--- Begin ---
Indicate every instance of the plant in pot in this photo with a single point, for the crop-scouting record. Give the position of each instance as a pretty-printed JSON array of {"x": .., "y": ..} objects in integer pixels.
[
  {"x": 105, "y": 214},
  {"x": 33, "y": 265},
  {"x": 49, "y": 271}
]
--- End ---
--- Begin ---
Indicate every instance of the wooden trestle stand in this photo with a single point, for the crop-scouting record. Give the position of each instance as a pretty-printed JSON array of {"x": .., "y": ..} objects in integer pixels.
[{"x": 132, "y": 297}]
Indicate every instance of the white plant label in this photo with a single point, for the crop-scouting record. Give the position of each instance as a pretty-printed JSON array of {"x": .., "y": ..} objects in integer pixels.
--- End ---
Update the listing lines from the one containing "Indicate every instance of the wooden" through the one containing "Indicate every instance of the white" by replacing "single point" with "single marker", keeping all else unchanged. Return only those lines.

Indicate every instance of the wooden trestle stand in this photo with a single marker, for the crop-scouting record. Give the position of each instance as a pretty-printed JSON array of {"x": .., "y": ..} objects in integer pixels.
[{"x": 132, "y": 297}]
Indicate every instance of the white plant label in this photo with a single marker, for the crop-scouting record. Give the position of each instance as a pretty-printed JSON array of {"x": .., "y": ..} objects in integer pixels.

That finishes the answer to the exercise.